## Data to use:
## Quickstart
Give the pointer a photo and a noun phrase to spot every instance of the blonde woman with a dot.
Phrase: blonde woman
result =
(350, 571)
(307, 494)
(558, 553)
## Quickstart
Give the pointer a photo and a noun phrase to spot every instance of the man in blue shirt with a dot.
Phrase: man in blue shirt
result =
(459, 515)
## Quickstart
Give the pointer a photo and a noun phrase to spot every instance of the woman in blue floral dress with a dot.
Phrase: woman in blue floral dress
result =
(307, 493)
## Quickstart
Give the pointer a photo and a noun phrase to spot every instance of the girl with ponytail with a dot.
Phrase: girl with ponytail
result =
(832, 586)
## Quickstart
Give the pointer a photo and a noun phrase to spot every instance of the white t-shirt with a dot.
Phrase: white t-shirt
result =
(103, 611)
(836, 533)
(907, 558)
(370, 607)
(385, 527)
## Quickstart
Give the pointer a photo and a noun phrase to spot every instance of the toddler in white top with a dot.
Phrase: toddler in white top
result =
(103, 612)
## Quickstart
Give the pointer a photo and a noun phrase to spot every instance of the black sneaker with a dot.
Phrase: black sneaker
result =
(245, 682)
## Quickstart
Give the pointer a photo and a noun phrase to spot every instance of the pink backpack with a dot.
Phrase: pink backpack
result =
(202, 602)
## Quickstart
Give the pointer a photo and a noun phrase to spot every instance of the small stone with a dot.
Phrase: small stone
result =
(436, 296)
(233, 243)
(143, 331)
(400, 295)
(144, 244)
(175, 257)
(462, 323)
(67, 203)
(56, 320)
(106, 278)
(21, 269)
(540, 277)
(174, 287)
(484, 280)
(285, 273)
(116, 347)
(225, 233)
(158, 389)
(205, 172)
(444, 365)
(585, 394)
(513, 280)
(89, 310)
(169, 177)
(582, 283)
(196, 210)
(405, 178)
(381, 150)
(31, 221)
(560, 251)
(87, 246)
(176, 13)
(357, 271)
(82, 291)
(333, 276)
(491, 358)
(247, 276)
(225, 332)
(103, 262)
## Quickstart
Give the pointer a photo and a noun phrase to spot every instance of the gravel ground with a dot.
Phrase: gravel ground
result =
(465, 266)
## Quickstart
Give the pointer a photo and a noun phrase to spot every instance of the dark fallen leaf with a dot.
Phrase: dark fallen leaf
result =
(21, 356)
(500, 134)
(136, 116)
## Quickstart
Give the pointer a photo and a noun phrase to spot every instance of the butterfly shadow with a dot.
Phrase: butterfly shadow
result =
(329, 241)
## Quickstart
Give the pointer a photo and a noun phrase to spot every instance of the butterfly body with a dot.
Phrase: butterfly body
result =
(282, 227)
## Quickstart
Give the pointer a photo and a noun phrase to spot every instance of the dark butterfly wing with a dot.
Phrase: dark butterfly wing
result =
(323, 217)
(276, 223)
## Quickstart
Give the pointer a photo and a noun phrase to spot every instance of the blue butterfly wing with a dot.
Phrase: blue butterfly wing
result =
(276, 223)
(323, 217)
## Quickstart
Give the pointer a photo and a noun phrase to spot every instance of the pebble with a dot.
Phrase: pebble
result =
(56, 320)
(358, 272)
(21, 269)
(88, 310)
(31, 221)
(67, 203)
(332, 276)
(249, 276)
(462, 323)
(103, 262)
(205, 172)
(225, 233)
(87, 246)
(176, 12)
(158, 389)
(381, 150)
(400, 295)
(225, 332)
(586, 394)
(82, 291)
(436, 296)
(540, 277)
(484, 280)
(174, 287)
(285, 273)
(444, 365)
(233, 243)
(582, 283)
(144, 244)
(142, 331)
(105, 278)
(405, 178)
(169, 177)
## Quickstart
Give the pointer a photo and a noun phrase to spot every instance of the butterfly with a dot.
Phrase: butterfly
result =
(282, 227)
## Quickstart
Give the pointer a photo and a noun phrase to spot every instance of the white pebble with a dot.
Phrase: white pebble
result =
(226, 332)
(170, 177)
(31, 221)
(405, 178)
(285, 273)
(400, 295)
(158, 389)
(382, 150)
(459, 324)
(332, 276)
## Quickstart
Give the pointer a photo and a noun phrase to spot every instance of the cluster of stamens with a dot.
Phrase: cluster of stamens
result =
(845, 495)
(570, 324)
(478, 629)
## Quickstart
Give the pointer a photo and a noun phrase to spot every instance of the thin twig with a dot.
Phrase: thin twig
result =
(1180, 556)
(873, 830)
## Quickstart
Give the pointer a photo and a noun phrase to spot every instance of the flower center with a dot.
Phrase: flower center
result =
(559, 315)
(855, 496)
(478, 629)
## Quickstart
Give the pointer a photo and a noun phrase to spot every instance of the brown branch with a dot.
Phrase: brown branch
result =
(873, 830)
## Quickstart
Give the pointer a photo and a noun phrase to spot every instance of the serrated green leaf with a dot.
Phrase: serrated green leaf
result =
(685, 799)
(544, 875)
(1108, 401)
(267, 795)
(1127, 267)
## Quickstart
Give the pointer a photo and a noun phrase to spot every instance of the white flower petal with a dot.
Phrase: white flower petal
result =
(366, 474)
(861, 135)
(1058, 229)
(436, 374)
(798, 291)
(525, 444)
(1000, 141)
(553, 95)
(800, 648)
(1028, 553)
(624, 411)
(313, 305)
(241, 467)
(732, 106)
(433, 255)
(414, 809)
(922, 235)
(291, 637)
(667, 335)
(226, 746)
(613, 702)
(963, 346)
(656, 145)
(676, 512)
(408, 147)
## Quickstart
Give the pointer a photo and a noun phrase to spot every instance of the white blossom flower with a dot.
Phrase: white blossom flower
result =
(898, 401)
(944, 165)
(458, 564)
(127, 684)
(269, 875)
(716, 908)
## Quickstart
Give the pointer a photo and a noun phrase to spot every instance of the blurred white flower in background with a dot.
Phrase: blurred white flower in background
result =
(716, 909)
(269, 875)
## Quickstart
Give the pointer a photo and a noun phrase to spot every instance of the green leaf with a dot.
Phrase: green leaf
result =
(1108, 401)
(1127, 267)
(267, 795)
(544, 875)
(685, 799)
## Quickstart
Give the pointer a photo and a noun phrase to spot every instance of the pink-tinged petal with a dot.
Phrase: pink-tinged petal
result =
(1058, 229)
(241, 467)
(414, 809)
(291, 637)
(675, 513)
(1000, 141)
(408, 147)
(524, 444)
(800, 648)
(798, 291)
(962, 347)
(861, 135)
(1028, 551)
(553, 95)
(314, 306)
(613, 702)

## Task directions:
Please locate every line in the records above that contains the word "pebble" and copy each of those lines.

## The answer:
Give the pointer a photo and a noun phrase to spot every instance of the pebble with a dot.
Phrase: pebble
Give the pointer a photo and a noun phrase to spot every instance of the white pebble with a dot.
Phrase: white pebble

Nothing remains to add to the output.